(Bloomberg) --Apollo, Northwestern Mutual Future Ventures, Pantera Capital and Stillmark are joining Bain Capital and crypto investor Haun Ventures to back the Bitcoin life insurance firm Meanwhile in a $82 million funding round.
The Bermuda-regulated insurer, which claims to be the first life insurer to offer products entirely denominated in crypto, began to provide policies in 2023. The firm invests policyholders' premiums by lending Bitcoin to large, regulated financial institutions. Zac Townsend, a co-founder and chief executive officer of Meanwhile, said the firm is now "one of the largest lenders of Bitcoin in the world at duration," or over longer periods of time.
"We are not running a hedge fund or trading desk or worried about the price of Bitcoin day-to day or week-to-week or month-to-month," Townsend said in an interview. "We engage on this side of the business in institutional B2B, private credit."

= = = = =

BRIEF 1 »
Reproduce the article about Meanwhile's funding round word for word.
BRIEF 2 »
Convert the part of the records that opens with their first line and closes with the line containing "pixel 210 598" into a Markdown table with the columns Number and Entry, one row per line and blank lines omitted. Leave the pictures out of the table.
The article about Meanwhile's funding round has no connection to the records.

AVAILABLE DATA »

= = = = =

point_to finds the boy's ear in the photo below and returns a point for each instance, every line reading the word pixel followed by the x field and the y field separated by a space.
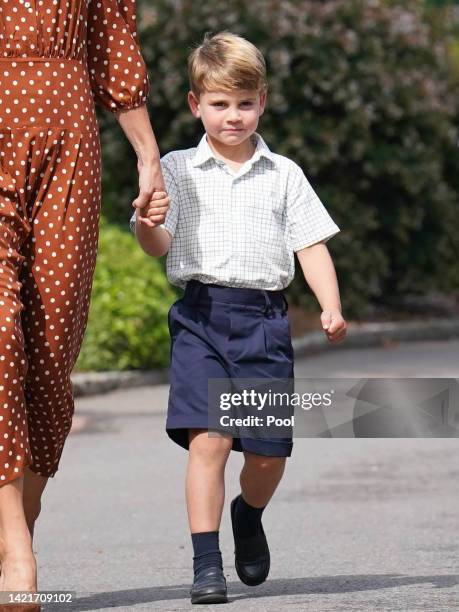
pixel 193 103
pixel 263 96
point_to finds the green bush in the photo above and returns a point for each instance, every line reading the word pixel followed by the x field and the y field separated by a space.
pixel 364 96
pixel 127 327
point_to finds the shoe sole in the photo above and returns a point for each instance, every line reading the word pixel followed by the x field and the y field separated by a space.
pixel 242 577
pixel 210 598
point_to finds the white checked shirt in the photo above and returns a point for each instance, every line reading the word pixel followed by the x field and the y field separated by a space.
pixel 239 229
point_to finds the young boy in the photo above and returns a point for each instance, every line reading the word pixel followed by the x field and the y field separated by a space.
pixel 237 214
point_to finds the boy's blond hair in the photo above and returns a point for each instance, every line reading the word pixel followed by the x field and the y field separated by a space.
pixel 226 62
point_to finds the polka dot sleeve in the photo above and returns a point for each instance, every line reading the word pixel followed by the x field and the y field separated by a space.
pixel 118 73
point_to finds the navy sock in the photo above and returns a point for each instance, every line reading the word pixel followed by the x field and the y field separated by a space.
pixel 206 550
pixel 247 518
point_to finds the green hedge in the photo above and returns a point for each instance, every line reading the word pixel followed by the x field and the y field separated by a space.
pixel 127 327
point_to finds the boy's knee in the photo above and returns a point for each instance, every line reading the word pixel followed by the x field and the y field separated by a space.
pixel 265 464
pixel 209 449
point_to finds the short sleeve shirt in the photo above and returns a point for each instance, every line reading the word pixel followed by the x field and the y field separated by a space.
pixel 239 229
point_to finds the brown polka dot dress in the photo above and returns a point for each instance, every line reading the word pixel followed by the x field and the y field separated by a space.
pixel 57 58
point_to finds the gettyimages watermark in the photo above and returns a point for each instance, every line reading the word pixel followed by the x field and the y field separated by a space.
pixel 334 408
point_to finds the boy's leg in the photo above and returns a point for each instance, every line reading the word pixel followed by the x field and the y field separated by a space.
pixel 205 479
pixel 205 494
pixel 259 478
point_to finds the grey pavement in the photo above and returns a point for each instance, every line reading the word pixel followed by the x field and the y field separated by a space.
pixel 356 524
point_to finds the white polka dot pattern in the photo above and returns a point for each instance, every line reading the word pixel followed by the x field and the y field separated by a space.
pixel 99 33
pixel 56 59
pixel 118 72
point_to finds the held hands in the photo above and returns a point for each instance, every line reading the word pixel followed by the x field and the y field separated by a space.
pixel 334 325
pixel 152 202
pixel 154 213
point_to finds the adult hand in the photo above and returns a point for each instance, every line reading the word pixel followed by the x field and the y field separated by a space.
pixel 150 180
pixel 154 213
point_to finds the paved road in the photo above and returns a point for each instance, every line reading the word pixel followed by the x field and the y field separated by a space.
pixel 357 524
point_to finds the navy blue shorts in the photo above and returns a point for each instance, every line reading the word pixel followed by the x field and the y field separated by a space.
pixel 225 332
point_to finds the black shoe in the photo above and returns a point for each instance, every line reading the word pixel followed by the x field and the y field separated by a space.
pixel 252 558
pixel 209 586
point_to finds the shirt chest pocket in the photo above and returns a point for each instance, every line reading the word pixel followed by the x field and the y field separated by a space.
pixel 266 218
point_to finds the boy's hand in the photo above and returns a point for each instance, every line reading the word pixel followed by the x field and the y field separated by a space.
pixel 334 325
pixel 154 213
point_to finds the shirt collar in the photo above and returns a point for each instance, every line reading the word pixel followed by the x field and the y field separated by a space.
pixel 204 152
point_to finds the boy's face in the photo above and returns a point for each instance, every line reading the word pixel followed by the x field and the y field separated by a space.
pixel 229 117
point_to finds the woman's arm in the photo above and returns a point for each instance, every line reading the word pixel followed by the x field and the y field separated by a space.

= = = = =

EXERCISE RESPONSE 1 »
(Bloomberg) --Apollo, Northwestern Mutual Future Ventures, Pantera Capital and Stillmark are joining Bain Capital and crypto investor Haun Ventures to back the Bitcoin life insurance firm Meanwhile in a $82 million funding round.
The Bermuda-regulated insurer, which claims to be the first life insurer to offer products entirely denominated in crypto, began to provide policies in 2023. The firm invests policyholders' premiums by lending Bitcoin to large, regulated financial institutions. Zac Townsend, a co-founder and chief executive officer of Meanwhile, said the firm is now "one of the largest lenders of Bitcoin in the world at duration," or over longer periods of time.
"We are not running a hedge fund or trading desk or worried about the price of Bitcoin day-to day or week-to-week or month-to-month," Townsend said in an interview. "We engage on this side of the business in institutional B2B, private credit."

EXERCISE RESPONSE 2 »
| Number | Entry |
|---|---|
| 1 | point_to finds the boy's ear in the photo below and returns a point for each instance, every line reading the word pixel followed by the x field and the y field separated by a space. |
| 2 | pixel 193 103 |
| 3 | pixel 263 96 |
| 4 | point_to finds the green bush in the photo above and returns a point for each instance, every line reading the word pixel followed by the x field and the y field separated by a space. |
| 5 | pixel 364 96 |
| 6 | pixel 127 327 |
| 7 | point_to finds the shoe sole in the photo above and returns a point for each instance, every line reading the word pixel followed by the x field and the y field separated by a space. |
| 8 | pixel 242 577 |
| 9 | pixel 210 598 |